>>>
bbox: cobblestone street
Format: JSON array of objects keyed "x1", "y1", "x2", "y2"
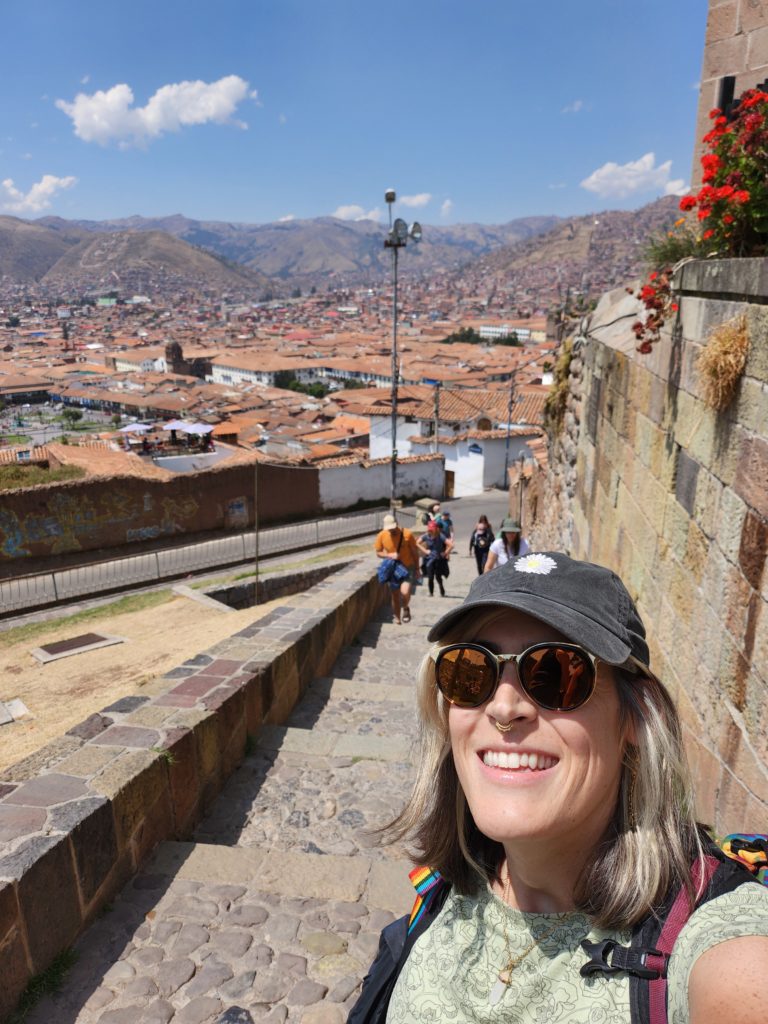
[{"x1": 25, "y1": 549, "x2": 479, "y2": 1024}]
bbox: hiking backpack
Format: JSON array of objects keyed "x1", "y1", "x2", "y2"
[{"x1": 348, "y1": 834, "x2": 767, "y2": 1024}]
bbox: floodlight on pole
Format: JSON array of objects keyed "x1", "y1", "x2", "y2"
[{"x1": 383, "y1": 189, "x2": 422, "y2": 509}]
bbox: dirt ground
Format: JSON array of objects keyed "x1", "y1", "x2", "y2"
[{"x1": 0, "y1": 591, "x2": 286, "y2": 771}]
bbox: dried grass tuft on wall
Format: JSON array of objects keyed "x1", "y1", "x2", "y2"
[{"x1": 696, "y1": 314, "x2": 750, "y2": 410}]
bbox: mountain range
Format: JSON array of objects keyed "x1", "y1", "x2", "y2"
[{"x1": 0, "y1": 197, "x2": 681, "y2": 300}]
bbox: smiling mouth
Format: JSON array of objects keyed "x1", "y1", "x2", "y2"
[{"x1": 481, "y1": 751, "x2": 558, "y2": 771}]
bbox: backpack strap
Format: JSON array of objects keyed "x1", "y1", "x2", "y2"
[
  {"x1": 645, "y1": 854, "x2": 719, "y2": 1024},
  {"x1": 581, "y1": 841, "x2": 763, "y2": 1024},
  {"x1": 407, "y1": 866, "x2": 447, "y2": 934}
]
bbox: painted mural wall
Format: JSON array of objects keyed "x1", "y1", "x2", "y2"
[{"x1": 0, "y1": 462, "x2": 320, "y2": 566}]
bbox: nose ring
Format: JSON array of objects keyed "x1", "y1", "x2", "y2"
[{"x1": 494, "y1": 720, "x2": 514, "y2": 733}]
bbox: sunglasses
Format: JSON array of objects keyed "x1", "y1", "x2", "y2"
[{"x1": 433, "y1": 641, "x2": 599, "y2": 712}]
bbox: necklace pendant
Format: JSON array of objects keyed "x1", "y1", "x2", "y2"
[
  {"x1": 489, "y1": 977, "x2": 507, "y2": 1006},
  {"x1": 489, "y1": 970, "x2": 511, "y2": 1006}
]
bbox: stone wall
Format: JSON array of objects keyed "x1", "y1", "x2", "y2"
[
  {"x1": 692, "y1": 0, "x2": 768, "y2": 185},
  {"x1": 0, "y1": 559, "x2": 385, "y2": 1021},
  {"x1": 204, "y1": 559, "x2": 349, "y2": 610},
  {"x1": 533, "y1": 258, "x2": 768, "y2": 834}
]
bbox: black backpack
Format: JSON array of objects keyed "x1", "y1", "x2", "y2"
[{"x1": 348, "y1": 836, "x2": 767, "y2": 1024}]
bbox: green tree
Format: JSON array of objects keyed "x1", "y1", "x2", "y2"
[
  {"x1": 61, "y1": 408, "x2": 83, "y2": 428},
  {"x1": 273, "y1": 370, "x2": 297, "y2": 389}
]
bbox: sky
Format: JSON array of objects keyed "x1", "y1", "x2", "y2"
[{"x1": 1, "y1": 0, "x2": 708, "y2": 227}]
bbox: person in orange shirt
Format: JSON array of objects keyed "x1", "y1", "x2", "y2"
[{"x1": 375, "y1": 514, "x2": 427, "y2": 625}]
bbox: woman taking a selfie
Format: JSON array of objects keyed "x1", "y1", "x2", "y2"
[{"x1": 350, "y1": 552, "x2": 768, "y2": 1023}]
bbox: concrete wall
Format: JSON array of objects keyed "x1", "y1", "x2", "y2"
[
  {"x1": 692, "y1": 0, "x2": 768, "y2": 185},
  {"x1": 533, "y1": 258, "x2": 768, "y2": 834},
  {"x1": 0, "y1": 454, "x2": 443, "y2": 568},
  {"x1": 0, "y1": 462, "x2": 320, "y2": 566},
  {"x1": 317, "y1": 455, "x2": 444, "y2": 510},
  {"x1": 0, "y1": 558, "x2": 385, "y2": 1022}
]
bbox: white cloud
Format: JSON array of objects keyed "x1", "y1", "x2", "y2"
[
  {"x1": 1, "y1": 174, "x2": 77, "y2": 214},
  {"x1": 440, "y1": 199, "x2": 453, "y2": 218},
  {"x1": 80, "y1": 74, "x2": 90, "y2": 85},
  {"x1": 278, "y1": 214, "x2": 295, "y2": 222},
  {"x1": 55, "y1": 75, "x2": 255, "y2": 147},
  {"x1": 580, "y1": 152, "x2": 685, "y2": 199},
  {"x1": 333, "y1": 204, "x2": 381, "y2": 221},
  {"x1": 692, "y1": 80, "x2": 701, "y2": 91},
  {"x1": 664, "y1": 178, "x2": 689, "y2": 197},
  {"x1": 278, "y1": 113, "x2": 287, "y2": 124},
  {"x1": 548, "y1": 182, "x2": 566, "y2": 190},
  {"x1": 562, "y1": 99, "x2": 584, "y2": 114},
  {"x1": 400, "y1": 192, "x2": 431, "y2": 208}
]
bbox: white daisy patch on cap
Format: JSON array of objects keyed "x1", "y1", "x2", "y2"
[{"x1": 514, "y1": 553, "x2": 557, "y2": 575}]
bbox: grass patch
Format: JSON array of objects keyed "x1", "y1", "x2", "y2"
[
  {"x1": 0, "y1": 589, "x2": 174, "y2": 647},
  {"x1": 0, "y1": 465, "x2": 87, "y2": 490},
  {"x1": 0, "y1": 434, "x2": 32, "y2": 445},
  {"x1": 9, "y1": 948, "x2": 78, "y2": 1023},
  {"x1": 190, "y1": 541, "x2": 369, "y2": 590}
]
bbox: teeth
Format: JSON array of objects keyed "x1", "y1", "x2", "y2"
[{"x1": 482, "y1": 752, "x2": 555, "y2": 771}]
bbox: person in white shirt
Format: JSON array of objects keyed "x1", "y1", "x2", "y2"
[{"x1": 484, "y1": 517, "x2": 530, "y2": 573}]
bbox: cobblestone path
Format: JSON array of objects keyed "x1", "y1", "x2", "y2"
[{"x1": 26, "y1": 554, "x2": 478, "y2": 1024}]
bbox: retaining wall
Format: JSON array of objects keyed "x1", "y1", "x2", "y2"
[
  {"x1": 0, "y1": 558, "x2": 385, "y2": 1022},
  {"x1": 534, "y1": 257, "x2": 768, "y2": 834}
]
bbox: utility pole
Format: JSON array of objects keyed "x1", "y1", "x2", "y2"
[
  {"x1": 383, "y1": 189, "x2": 422, "y2": 508},
  {"x1": 502, "y1": 375, "x2": 516, "y2": 491},
  {"x1": 433, "y1": 381, "x2": 441, "y2": 454},
  {"x1": 502, "y1": 352, "x2": 545, "y2": 489}
]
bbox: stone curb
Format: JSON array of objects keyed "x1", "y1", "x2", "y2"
[{"x1": 0, "y1": 558, "x2": 386, "y2": 1023}]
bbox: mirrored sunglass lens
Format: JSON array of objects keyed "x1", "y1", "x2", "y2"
[
  {"x1": 436, "y1": 647, "x2": 495, "y2": 706},
  {"x1": 521, "y1": 647, "x2": 593, "y2": 710}
]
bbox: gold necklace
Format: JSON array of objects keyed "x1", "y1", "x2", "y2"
[{"x1": 488, "y1": 867, "x2": 562, "y2": 1006}]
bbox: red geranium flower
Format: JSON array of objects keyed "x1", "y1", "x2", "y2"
[{"x1": 679, "y1": 195, "x2": 696, "y2": 211}]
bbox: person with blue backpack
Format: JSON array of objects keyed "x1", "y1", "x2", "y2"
[{"x1": 349, "y1": 552, "x2": 768, "y2": 1024}]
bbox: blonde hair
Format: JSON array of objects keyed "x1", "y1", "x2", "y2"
[{"x1": 387, "y1": 609, "x2": 705, "y2": 930}]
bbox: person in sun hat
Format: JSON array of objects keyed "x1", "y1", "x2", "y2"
[
  {"x1": 374, "y1": 513, "x2": 427, "y2": 625},
  {"x1": 483, "y1": 516, "x2": 529, "y2": 573},
  {"x1": 349, "y1": 551, "x2": 768, "y2": 1024}
]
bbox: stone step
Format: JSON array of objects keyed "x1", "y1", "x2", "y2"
[
  {"x1": 286, "y1": 681, "x2": 415, "y2": 737},
  {"x1": 194, "y1": 745, "x2": 414, "y2": 857},
  {"x1": 150, "y1": 841, "x2": 415, "y2": 915},
  {"x1": 258, "y1": 725, "x2": 412, "y2": 761},
  {"x1": 309, "y1": 677, "x2": 414, "y2": 702}
]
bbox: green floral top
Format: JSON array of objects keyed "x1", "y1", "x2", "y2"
[{"x1": 387, "y1": 883, "x2": 768, "y2": 1023}]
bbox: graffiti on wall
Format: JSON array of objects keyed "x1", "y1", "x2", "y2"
[
  {"x1": 0, "y1": 490, "x2": 199, "y2": 561},
  {"x1": 224, "y1": 496, "x2": 248, "y2": 528}
]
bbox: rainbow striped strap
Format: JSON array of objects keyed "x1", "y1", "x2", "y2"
[
  {"x1": 407, "y1": 866, "x2": 445, "y2": 934},
  {"x1": 720, "y1": 833, "x2": 768, "y2": 886}
]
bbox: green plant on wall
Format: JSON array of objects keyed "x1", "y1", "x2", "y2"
[{"x1": 543, "y1": 338, "x2": 573, "y2": 434}]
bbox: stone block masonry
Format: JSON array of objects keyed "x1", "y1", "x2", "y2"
[
  {"x1": 535, "y1": 258, "x2": 768, "y2": 835},
  {"x1": 0, "y1": 558, "x2": 385, "y2": 1021}
]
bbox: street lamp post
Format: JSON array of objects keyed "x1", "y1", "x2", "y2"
[{"x1": 383, "y1": 189, "x2": 422, "y2": 508}]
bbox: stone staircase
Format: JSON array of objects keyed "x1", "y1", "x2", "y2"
[{"x1": 22, "y1": 567, "x2": 473, "y2": 1024}]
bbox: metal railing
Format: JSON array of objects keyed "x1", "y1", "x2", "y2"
[{"x1": 1, "y1": 508, "x2": 391, "y2": 617}]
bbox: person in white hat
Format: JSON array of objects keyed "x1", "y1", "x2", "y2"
[{"x1": 375, "y1": 514, "x2": 427, "y2": 624}]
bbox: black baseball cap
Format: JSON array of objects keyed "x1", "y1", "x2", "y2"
[{"x1": 427, "y1": 551, "x2": 652, "y2": 672}]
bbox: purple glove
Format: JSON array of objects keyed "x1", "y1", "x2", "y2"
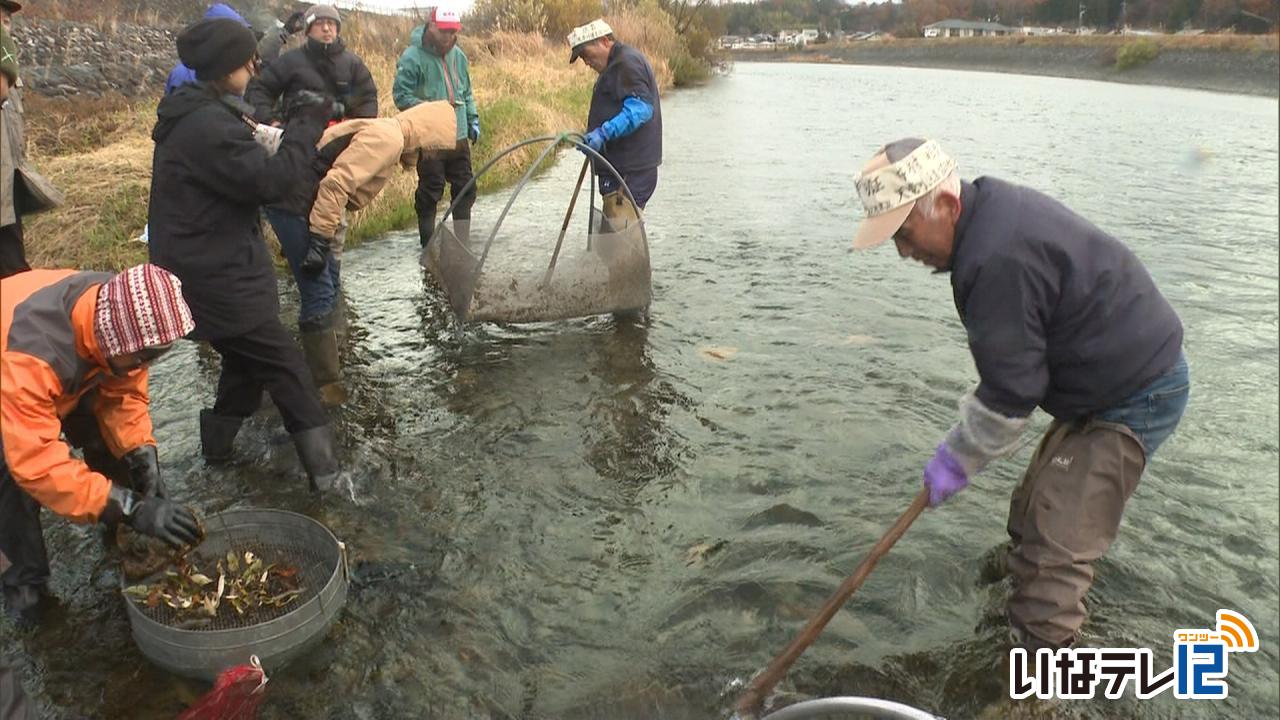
[{"x1": 923, "y1": 442, "x2": 969, "y2": 507}]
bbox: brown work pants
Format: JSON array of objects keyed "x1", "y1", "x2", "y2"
[{"x1": 1006, "y1": 418, "x2": 1147, "y2": 647}]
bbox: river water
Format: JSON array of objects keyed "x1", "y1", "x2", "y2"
[{"x1": 3, "y1": 63, "x2": 1277, "y2": 719}]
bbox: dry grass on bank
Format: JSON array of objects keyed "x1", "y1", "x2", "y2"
[{"x1": 20, "y1": 4, "x2": 687, "y2": 270}]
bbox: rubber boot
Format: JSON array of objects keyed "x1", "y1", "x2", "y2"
[
  {"x1": 291, "y1": 424, "x2": 341, "y2": 493},
  {"x1": 2, "y1": 584, "x2": 49, "y2": 631},
  {"x1": 332, "y1": 292, "x2": 349, "y2": 346},
  {"x1": 300, "y1": 313, "x2": 346, "y2": 407},
  {"x1": 199, "y1": 409, "x2": 243, "y2": 464},
  {"x1": 453, "y1": 218, "x2": 471, "y2": 247},
  {"x1": 418, "y1": 211, "x2": 436, "y2": 248},
  {"x1": 601, "y1": 190, "x2": 640, "y2": 232}
]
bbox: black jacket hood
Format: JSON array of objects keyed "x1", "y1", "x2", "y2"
[{"x1": 153, "y1": 83, "x2": 253, "y2": 143}]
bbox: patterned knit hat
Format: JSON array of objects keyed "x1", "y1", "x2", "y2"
[{"x1": 94, "y1": 264, "x2": 195, "y2": 358}]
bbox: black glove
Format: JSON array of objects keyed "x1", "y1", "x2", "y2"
[
  {"x1": 123, "y1": 445, "x2": 165, "y2": 498},
  {"x1": 285, "y1": 90, "x2": 332, "y2": 124},
  {"x1": 300, "y1": 233, "x2": 331, "y2": 275},
  {"x1": 330, "y1": 100, "x2": 346, "y2": 121},
  {"x1": 104, "y1": 486, "x2": 202, "y2": 548}
]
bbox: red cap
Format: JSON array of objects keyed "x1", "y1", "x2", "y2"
[{"x1": 432, "y1": 7, "x2": 462, "y2": 31}]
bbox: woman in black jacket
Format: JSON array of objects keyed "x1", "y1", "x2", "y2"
[{"x1": 147, "y1": 17, "x2": 342, "y2": 493}]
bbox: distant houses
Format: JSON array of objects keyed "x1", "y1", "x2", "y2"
[
  {"x1": 719, "y1": 18, "x2": 1046, "y2": 50},
  {"x1": 774, "y1": 28, "x2": 822, "y2": 47},
  {"x1": 922, "y1": 19, "x2": 1015, "y2": 37},
  {"x1": 717, "y1": 34, "x2": 777, "y2": 50},
  {"x1": 718, "y1": 28, "x2": 821, "y2": 50}
]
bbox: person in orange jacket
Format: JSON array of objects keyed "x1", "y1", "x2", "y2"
[{"x1": 0, "y1": 264, "x2": 203, "y2": 628}]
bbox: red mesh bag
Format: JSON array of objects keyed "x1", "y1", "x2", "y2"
[{"x1": 176, "y1": 656, "x2": 269, "y2": 720}]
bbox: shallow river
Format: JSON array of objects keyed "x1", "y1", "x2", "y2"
[{"x1": 4, "y1": 62, "x2": 1278, "y2": 719}]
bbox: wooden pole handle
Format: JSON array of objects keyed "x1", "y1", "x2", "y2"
[{"x1": 733, "y1": 488, "x2": 930, "y2": 719}]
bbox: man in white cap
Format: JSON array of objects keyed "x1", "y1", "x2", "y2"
[
  {"x1": 852, "y1": 138, "x2": 1189, "y2": 655},
  {"x1": 1, "y1": 264, "x2": 204, "y2": 628},
  {"x1": 568, "y1": 18, "x2": 662, "y2": 219}
]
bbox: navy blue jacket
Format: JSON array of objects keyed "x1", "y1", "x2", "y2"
[
  {"x1": 587, "y1": 43, "x2": 662, "y2": 176},
  {"x1": 949, "y1": 177, "x2": 1183, "y2": 420}
]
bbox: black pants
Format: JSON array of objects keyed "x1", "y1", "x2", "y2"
[
  {"x1": 414, "y1": 140, "x2": 476, "y2": 227},
  {"x1": 0, "y1": 394, "x2": 127, "y2": 595},
  {"x1": 599, "y1": 167, "x2": 659, "y2": 209},
  {"x1": 0, "y1": 218, "x2": 30, "y2": 280},
  {"x1": 208, "y1": 319, "x2": 328, "y2": 434}
]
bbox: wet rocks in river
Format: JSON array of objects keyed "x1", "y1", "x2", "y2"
[
  {"x1": 743, "y1": 503, "x2": 825, "y2": 529},
  {"x1": 684, "y1": 539, "x2": 729, "y2": 566}
]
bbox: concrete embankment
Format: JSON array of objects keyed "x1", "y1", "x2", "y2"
[{"x1": 730, "y1": 38, "x2": 1280, "y2": 97}]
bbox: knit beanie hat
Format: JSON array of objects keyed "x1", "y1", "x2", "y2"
[
  {"x1": 94, "y1": 264, "x2": 195, "y2": 358},
  {"x1": 304, "y1": 4, "x2": 341, "y2": 31},
  {"x1": 177, "y1": 17, "x2": 258, "y2": 81},
  {"x1": 0, "y1": 25, "x2": 17, "y2": 86},
  {"x1": 203, "y1": 2, "x2": 248, "y2": 24}
]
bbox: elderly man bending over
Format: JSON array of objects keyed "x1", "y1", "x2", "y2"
[{"x1": 851, "y1": 138, "x2": 1188, "y2": 654}]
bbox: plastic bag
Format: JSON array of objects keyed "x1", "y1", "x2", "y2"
[{"x1": 176, "y1": 656, "x2": 268, "y2": 720}]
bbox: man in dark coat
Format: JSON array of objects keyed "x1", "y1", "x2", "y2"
[
  {"x1": 568, "y1": 19, "x2": 662, "y2": 221},
  {"x1": 146, "y1": 17, "x2": 344, "y2": 494},
  {"x1": 245, "y1": 4, "x2": 377, "y2": 125},
  {"x1": 851, "y1": 137, "x2": 1188, "y2": 656},
  {"x1": 2, "y1": 4, "x2": 64, "y2": 279},
  {"x1": 249, "y1": 5, "x2": 375, "y2": 410}
]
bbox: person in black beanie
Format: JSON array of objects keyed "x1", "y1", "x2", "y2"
[{"x1": 146, "y1": 17, "x2": 348, "y2": 495}]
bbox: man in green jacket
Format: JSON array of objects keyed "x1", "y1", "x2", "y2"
[{"x1": 392, "y1": 6, "x2": 478, "y2": 248}]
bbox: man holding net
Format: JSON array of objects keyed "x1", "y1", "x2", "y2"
[{"x1": 568, "y1": 19, "x2": 663, "y2": 225}]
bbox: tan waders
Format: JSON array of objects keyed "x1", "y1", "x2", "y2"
[
  {"x1": 1005, "y1": 418, "x2": 1147, "y2": 648},
  {"x1": 601, "y1": 190, "x2": 641, "y2": 230}
]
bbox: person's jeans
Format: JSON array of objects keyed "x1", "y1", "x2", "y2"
[
  {"x1": 1094, "y1": 350, "x2": 1190, "y2": 458},
  {"x1": 265, "y1": 208, "x2": 339, "y2": 325}
]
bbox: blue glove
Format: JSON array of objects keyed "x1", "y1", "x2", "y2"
[
  {"x1": 923, "y1": 443, "x2": 969, "y2": 507},
  {"x1": 468, "y1": 117, "x2": 480, "y2": 143},
  {"x1": 583, "y1": 128, "x2": 607, "y2": 153}
]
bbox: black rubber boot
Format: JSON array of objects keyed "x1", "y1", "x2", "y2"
[
  {"x1": 2, "y1": 584, "x2": 49, "y2": 631},
  {"x1": 418, "y1": 212, "x2": 436, "y2": 248},
  {"x1": 453, "y1": 217, "x2": 471, "y2": 246},
  {"x1": 291, "y1": 424, "x2": 341, "y2": 493},
  {"x1": 199, "y1": 409, "x2": 243, "y2": 464}
]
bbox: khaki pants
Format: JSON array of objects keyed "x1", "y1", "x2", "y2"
[{"x1": 1006, "y1": 418, "x2": 1147, "y2": 647}]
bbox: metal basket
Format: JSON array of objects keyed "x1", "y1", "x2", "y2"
[
  {"x1": 121, "y1": 508, "x2": 349, "y2": 681},
  {"x1": 760, "y1": 697, "x2": 945, "y2": 720}
]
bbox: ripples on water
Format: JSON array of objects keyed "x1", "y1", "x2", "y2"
[{"x1": 3, "y1": 64, "x2": 1277, "y2": 719}]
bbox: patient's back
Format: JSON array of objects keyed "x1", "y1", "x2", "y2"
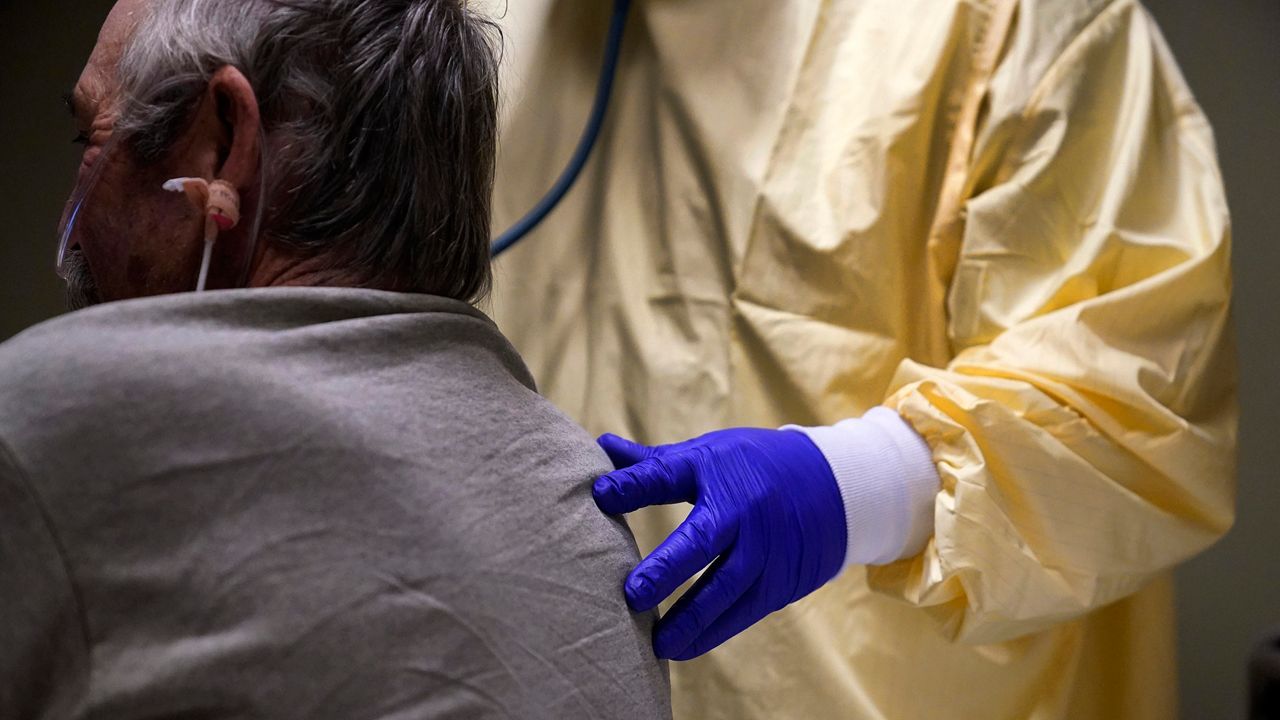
<<<
Set apart and copy each line of the records that holds the word "blue".

bbox: person with blue backpack
bbox: navy blue jacket
bbox: blue glove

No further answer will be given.